- Record list -
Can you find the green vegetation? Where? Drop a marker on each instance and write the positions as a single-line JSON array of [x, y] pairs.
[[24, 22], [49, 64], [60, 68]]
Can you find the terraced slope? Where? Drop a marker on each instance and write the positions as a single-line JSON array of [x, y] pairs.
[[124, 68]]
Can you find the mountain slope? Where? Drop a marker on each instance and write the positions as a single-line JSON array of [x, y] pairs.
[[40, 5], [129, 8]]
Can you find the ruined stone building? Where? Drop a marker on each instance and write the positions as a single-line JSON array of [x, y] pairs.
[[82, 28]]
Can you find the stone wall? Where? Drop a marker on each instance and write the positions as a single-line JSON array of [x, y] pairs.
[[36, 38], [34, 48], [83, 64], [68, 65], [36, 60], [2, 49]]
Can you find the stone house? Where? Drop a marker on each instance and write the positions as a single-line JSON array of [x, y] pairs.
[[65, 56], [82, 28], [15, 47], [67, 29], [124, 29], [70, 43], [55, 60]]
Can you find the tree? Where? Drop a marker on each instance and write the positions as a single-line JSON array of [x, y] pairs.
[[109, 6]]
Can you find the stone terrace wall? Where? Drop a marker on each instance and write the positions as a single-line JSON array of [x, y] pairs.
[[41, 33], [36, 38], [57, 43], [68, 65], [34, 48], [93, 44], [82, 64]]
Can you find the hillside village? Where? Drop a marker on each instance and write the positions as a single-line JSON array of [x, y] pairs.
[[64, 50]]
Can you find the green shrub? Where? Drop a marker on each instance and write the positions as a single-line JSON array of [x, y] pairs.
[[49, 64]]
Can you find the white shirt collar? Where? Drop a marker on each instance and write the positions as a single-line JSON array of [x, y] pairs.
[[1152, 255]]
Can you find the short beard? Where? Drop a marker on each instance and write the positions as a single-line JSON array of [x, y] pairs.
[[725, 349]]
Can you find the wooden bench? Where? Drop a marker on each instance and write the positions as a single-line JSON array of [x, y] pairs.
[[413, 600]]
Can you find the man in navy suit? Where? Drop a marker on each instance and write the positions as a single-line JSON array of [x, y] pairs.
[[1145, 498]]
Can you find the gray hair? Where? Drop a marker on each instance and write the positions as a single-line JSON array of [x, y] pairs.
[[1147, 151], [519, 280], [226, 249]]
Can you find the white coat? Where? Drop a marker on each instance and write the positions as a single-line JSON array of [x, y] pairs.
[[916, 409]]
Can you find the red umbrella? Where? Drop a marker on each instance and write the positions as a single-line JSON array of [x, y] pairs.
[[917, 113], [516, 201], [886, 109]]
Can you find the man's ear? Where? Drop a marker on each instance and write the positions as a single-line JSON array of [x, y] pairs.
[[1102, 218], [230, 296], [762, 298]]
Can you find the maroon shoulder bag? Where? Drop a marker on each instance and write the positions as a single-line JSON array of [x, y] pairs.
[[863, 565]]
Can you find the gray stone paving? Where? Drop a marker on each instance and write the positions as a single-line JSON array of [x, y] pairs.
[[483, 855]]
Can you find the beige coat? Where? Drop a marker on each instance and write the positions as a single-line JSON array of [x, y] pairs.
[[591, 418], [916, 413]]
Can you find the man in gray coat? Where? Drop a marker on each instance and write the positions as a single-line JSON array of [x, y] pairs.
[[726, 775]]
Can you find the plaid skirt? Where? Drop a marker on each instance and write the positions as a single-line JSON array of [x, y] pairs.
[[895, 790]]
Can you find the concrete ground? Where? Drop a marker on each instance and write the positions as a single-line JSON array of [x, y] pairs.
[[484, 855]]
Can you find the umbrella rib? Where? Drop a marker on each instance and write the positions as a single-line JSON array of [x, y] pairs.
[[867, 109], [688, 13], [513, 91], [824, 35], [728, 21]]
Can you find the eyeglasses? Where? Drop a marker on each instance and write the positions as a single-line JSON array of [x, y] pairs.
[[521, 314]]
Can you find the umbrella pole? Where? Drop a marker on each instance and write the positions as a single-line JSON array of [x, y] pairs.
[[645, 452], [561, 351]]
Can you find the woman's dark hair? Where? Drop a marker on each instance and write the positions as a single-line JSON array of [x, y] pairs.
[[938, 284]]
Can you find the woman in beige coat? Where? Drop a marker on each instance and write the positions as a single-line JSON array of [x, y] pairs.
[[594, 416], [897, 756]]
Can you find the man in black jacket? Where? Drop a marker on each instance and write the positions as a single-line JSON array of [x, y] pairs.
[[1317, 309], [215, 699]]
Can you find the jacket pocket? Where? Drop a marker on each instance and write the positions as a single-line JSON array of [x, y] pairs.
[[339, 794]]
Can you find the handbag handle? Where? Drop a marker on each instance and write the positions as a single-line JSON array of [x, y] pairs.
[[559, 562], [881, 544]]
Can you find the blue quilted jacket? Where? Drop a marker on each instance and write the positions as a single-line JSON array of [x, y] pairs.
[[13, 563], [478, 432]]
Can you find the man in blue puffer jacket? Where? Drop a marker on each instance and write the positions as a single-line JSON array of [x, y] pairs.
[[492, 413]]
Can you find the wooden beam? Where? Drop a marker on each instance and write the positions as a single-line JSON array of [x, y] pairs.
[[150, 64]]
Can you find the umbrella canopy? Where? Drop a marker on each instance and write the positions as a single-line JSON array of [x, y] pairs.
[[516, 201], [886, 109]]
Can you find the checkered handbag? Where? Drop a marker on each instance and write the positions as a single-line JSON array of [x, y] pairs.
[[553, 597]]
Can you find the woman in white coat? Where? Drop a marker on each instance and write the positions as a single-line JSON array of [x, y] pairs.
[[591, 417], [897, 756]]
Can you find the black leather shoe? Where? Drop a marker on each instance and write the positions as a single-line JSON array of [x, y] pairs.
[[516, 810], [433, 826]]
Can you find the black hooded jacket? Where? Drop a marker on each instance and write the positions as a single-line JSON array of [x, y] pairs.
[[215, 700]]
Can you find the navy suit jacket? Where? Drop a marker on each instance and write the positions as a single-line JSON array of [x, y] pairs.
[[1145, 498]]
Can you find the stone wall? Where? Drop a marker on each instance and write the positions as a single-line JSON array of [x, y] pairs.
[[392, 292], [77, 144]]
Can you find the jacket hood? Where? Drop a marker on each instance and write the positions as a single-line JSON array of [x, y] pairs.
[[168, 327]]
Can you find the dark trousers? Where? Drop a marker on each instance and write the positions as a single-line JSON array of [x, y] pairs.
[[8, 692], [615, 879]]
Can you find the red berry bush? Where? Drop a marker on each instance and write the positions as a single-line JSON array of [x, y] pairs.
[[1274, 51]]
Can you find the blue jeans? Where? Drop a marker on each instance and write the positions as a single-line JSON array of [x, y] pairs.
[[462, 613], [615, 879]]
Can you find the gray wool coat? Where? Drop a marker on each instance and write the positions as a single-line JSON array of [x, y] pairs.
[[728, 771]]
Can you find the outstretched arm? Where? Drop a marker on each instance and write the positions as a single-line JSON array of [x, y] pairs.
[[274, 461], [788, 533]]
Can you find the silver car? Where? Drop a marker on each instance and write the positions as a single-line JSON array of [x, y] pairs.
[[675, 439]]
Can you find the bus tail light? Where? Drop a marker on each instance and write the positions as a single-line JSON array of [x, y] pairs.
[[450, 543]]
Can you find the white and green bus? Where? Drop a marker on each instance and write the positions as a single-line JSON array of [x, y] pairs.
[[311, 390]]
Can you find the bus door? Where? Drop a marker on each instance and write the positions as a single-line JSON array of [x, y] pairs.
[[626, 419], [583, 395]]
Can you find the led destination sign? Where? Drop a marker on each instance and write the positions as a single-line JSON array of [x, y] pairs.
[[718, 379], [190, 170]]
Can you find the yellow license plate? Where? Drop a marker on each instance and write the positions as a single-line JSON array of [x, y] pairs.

- Set task -
Reproduce every line of the material, requests included, beginning at the line that has "Can you find the dark" and stopping after the final line. Scale each coordinate in the answers by 2.35 and round it to a whole number, with halves rounded up, but leave the requests unchanged.

- The response -
Can you find the dark trousers? Where? Drop a marker on each instance and write the positions as a single-line JSON array of [x, y] pairs.
[[19, 1626], [1445, 2066]]
Can you find the red berry bush? Where? Drop a marker on each instance and write the positions as a single-line JSON array of [x, y] pairs.
[[2994, 120]]
Can you find the blue jeans? Where? Drop a marker on each instance and write the positions as a single-line JSON array of [x, y] pairs.
[[1086, 1441], [1445, 2066]]
Can you find the gray wool coat? Where? Drop a marker on each instance and write the positions as a single-line JSON array of [x, y] pairs.
[[1711, 1812]]
Can you find the outstretched arm? Where? Drop a marker on each instance and write the positions as a single-line JSON array of [x, y] pairs.
[[644, 1083], [1852, 1253]]
Can you find the silver car? Where? Drop a marker on each instance and write the positions as a single-line JSON array of [x, y] pairs.
[[1586, 1032]]
Can you find the bus tail light? Where? Drop a marker on each instance and write the positions as a single-line JSON array of [x, y] pairs.
[[1058, 1276]]
Can you find the white and green bus? Where? Drop a marker on each instance and write the positions as a single-line JSON array of [x, y] pairs.
[[731, 917]]
Can you find the bus door? Where? Drop a marker on each instance and write the positions as a single-line JSON array of [x, y] pairs.
[[1471, 985], [1370, 928]]
Can you find the led destination sign? Where? Drop a marker on each instance and write the positions as a single-line JSON array of [x, y] pairs.
[[1687, 891], [447, 400]]
Can you find the yellow license plate? Where? Drop a marker on each instance and write the positions as a single-line JSON array of [x, y] pairs.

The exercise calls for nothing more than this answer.